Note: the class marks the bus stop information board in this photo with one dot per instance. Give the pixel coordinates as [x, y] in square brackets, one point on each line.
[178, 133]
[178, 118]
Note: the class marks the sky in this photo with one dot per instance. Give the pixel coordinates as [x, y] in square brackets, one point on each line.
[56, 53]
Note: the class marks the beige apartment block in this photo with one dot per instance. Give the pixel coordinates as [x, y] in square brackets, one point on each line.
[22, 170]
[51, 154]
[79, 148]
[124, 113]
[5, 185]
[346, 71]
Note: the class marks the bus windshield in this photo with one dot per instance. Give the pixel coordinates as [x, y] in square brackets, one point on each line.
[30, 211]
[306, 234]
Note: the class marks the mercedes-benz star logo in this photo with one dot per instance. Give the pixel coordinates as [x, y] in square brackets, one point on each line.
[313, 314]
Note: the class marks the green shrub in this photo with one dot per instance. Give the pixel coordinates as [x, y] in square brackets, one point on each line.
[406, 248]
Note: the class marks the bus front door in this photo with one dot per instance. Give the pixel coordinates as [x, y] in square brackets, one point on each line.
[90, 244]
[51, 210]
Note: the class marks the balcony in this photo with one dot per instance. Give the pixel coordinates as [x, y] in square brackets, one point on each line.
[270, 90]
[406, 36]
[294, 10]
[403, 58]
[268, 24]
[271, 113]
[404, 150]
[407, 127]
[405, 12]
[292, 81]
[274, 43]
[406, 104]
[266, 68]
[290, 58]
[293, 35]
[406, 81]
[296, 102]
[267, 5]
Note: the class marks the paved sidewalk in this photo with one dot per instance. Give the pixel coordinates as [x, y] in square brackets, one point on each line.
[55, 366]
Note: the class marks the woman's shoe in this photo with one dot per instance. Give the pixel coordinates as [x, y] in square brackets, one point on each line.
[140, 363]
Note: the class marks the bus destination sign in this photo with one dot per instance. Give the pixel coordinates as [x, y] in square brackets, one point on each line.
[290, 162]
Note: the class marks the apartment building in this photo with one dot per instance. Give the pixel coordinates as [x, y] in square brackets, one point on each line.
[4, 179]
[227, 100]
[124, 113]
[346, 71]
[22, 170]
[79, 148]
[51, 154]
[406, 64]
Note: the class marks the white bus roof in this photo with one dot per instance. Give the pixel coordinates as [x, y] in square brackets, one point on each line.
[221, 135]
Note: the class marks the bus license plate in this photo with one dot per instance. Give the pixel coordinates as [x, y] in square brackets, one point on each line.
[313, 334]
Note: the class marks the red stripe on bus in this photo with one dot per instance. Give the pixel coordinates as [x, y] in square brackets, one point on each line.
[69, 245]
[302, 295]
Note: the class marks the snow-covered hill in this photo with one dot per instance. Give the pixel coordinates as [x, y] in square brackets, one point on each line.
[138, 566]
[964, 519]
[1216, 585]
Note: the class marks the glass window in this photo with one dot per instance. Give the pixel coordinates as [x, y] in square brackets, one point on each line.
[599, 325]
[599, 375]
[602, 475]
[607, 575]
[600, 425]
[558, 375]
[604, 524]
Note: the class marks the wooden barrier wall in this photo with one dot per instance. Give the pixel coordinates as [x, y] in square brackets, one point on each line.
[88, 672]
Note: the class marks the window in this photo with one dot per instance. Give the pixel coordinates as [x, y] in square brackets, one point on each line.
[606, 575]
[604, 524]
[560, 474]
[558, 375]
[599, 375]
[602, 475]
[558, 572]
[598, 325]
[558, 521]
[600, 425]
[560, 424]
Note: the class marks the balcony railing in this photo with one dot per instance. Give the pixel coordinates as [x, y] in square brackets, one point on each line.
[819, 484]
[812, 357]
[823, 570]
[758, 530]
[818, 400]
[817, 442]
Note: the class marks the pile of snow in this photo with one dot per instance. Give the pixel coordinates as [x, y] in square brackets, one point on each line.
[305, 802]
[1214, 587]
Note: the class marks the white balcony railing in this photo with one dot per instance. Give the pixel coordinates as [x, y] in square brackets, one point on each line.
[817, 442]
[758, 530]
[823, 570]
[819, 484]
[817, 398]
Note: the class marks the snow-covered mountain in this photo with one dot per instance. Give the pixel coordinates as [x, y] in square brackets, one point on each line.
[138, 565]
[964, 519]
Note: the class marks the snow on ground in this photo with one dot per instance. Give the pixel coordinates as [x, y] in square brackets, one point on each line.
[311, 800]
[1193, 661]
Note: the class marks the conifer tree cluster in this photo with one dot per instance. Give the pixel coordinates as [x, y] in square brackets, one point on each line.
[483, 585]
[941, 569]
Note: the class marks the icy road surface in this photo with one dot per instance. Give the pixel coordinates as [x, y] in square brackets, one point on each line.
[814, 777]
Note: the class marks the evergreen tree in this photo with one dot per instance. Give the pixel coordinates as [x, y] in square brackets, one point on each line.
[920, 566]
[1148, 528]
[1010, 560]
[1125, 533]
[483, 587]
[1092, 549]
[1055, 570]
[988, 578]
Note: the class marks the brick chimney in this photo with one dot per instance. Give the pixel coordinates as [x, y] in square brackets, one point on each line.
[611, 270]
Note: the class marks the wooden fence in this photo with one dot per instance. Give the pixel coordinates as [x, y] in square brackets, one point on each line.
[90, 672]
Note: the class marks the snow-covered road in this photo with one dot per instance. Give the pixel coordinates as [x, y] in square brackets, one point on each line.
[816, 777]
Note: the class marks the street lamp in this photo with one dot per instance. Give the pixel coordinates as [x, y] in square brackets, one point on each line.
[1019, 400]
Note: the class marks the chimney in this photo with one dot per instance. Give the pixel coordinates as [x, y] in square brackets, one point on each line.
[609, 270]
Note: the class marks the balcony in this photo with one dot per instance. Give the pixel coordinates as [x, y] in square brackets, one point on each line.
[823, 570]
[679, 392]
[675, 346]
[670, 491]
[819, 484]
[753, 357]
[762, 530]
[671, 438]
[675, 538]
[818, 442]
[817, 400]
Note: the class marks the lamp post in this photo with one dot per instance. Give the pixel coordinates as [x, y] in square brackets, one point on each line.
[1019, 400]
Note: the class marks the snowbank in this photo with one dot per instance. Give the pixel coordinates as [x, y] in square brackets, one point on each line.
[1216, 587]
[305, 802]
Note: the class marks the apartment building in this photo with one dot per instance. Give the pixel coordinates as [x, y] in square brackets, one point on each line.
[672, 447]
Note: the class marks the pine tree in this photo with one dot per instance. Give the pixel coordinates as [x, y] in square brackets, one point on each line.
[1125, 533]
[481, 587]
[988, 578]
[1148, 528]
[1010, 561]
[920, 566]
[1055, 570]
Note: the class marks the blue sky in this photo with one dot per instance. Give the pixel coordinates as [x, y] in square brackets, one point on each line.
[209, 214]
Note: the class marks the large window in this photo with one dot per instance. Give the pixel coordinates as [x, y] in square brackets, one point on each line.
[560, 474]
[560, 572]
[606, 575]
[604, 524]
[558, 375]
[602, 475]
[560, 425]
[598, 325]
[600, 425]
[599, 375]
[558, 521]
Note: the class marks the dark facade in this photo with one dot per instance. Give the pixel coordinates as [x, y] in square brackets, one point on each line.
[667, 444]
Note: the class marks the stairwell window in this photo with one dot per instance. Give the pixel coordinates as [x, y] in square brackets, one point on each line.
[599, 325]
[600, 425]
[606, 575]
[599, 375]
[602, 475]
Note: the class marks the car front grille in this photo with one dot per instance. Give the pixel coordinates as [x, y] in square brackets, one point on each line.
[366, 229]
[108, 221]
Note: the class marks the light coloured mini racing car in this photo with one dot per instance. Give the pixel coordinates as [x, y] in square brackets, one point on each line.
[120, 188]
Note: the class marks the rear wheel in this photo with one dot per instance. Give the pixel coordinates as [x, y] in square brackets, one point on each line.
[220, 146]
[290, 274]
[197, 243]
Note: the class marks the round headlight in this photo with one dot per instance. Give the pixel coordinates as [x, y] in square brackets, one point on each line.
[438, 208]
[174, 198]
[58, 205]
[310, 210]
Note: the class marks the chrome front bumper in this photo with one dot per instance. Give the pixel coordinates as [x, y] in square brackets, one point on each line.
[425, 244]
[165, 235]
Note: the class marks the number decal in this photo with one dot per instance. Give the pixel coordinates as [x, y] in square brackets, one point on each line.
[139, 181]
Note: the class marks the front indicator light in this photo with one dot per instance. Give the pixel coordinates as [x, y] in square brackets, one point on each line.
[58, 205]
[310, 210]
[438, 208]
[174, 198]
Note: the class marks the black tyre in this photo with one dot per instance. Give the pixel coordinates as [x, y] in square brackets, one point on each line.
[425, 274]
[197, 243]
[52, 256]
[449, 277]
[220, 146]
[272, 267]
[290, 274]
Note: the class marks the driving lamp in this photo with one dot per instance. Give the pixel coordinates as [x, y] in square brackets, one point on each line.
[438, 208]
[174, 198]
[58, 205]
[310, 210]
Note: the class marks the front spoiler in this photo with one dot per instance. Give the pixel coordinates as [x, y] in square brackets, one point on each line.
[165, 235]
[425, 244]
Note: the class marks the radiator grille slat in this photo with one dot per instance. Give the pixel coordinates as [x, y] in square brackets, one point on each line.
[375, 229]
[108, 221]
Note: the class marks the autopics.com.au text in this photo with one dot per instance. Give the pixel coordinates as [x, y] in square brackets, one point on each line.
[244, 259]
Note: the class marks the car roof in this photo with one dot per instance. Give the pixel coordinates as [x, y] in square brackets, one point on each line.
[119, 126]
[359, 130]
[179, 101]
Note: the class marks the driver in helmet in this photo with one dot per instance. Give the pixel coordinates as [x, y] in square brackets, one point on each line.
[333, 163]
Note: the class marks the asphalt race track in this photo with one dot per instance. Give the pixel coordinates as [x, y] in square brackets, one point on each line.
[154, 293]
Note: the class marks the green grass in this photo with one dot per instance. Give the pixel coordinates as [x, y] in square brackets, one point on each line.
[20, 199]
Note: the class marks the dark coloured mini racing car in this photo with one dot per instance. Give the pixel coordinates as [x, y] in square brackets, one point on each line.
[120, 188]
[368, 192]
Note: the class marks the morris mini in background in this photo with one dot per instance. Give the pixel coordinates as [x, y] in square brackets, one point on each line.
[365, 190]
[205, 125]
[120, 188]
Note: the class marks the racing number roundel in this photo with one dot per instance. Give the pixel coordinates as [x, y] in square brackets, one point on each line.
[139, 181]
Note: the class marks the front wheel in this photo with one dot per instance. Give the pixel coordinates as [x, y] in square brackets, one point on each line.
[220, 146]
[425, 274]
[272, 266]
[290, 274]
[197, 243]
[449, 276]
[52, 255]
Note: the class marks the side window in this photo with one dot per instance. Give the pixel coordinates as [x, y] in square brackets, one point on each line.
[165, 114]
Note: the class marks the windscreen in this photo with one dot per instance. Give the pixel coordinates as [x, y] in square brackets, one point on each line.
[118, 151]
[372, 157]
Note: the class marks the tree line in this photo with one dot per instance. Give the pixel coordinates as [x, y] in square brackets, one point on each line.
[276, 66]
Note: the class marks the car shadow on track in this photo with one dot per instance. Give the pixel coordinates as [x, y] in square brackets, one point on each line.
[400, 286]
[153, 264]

+++++

▶ _Requirement_
All lines from the line containing "Note: the class marks the windscreen" through the end of the listing above are to be duplicated exactly; include both ends and nothing further.

▶ _Written reply_
Note: the class marks the windscreen in this photo with one dot per instance. Give the pixel coordinates as [x, y] in square brackets, one point on each line.
[118, 151]
[372, 157]
Note: the class marks the tree line in this photo with one dot per instance. Give the pixel coordinates as [x, y] in square brackets, one point on each line.
[276, 66]
Note: the class marks the car shadow on track in this photo with one dot per instance. Give the pixel coordinates as [x, y] in square brackets, one point on each line.
[400, 286]
[153, 264]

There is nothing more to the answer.